+++ Data to use

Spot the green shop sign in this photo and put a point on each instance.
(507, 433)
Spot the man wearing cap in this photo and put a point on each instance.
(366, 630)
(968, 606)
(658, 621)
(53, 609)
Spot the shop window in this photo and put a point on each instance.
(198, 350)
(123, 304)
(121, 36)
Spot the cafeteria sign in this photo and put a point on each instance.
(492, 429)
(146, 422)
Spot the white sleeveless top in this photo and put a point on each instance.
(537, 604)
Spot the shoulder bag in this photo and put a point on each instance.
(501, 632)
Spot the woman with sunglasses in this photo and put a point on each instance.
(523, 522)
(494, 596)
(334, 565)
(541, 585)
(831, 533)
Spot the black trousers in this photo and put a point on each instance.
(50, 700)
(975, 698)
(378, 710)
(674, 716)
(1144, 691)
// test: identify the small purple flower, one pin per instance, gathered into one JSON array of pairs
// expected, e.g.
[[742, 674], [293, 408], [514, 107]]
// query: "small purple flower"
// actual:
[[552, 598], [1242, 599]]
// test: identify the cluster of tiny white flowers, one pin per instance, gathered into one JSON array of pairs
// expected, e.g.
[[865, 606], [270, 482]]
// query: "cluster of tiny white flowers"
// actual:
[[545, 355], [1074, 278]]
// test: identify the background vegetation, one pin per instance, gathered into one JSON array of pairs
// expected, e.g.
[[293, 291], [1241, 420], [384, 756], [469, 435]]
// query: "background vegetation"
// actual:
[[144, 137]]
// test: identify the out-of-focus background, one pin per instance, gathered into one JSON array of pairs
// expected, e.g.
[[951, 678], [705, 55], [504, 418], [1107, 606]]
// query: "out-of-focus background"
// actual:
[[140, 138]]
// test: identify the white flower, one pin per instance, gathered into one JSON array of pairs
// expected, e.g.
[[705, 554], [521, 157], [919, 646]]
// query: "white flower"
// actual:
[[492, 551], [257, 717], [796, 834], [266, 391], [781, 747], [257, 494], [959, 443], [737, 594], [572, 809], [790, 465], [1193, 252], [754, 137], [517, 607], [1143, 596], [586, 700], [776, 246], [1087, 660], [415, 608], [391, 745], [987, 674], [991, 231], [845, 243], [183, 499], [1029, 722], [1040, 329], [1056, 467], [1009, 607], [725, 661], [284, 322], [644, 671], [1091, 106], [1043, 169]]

++++++

*What is required:* Copy out the whole listing, exactly as written.

*Worked answer:*
Spot the green shop sign in this photo and put a point on each instance.
(507, 433)
Spot the man wearing cap in this photo and put a point on each instance.
(366, 630)
(968, 606)
(658, 621)
(53, 609)
Spot the shop window in this photo and put a point on each instance.
(198, 350)
(123, 304)
(121, 36)
Spot the cafeteria sign in this photo and put a point on each instance.
(492, 429)
(146, 422)
Spot the white sleeveless top in this photo and put a point on each instance.
(537, 604)
Spot the shoulder bag in this photo and put a point on each instance.
(501, 632)
Spot the woman with sunglasses in this photo and put a point on each instance.
(523, 522)
(494, 596)
(334, 565)
(541, 585)
(831, 533)
Spot the black trousers in this photo and put a point on each instance.
(50, 700)
(975, 698)
(378, 710)
(674, 716)
(1144, 691)
// test: identify the small purple flower, one pin per instance, gathered into one JSON array of pairs
// expected, e.g.
[[742, 674], [293, 408], [514, 107]]
// query: "small purple flower"
// actual:
[[552, 598], [1242, 599]]
// test: identify the cluster of tiny white flowers, one pin per instance, gathered into one JSON array of pairs
// expected, e.g.
[[865, 606], [270, 482]]
// query: "cluster of tiny white flowers"
// actual:
[[545, 355], [1074, 278]]
// test: identify the background vegetation, one pin per instance, gathered into one JSON array of pairs
// expected, e.g.
[[293, 291], [1241, 420], [384, 756], [469, 435]]
// query: "background vegetation"
// actual:
[[144, 137]]
// test: identify the out-of-focus background, one pin per instance, gathered into one JSON array of pairs
// expected, e.g.
[[951, 678], [705, 55], [504, 418], [1107, 606]]
// query: "out-of-focus background"
// actual:
[[140, 138]]
// test: identify the white flower, one pin per instance, gathered into one JSON array of pairs
// expected, e.g.
[[705, 554], [521, 157], [919, 646]]
// query: "white flower"
// actual:
[[492, 551], [257, 717], [796, 834], [266, 391], [781, 747], [257, 494], [959, 443], [737, 594], [572, 809], [790, 465], [1193, 252], [754, 137], [517, 607], [1143, 596], [586, 700], [776, 246], [1087, 660], [415, 608], [391, 745], [987, 674], [991, 231], [845, 243], [183, 499], [1029, 722], [1040, 329], [1056, 467], [1009, 607], [725, 661], [284, 322], [644, 671], [1091, 106], [1043, 169]]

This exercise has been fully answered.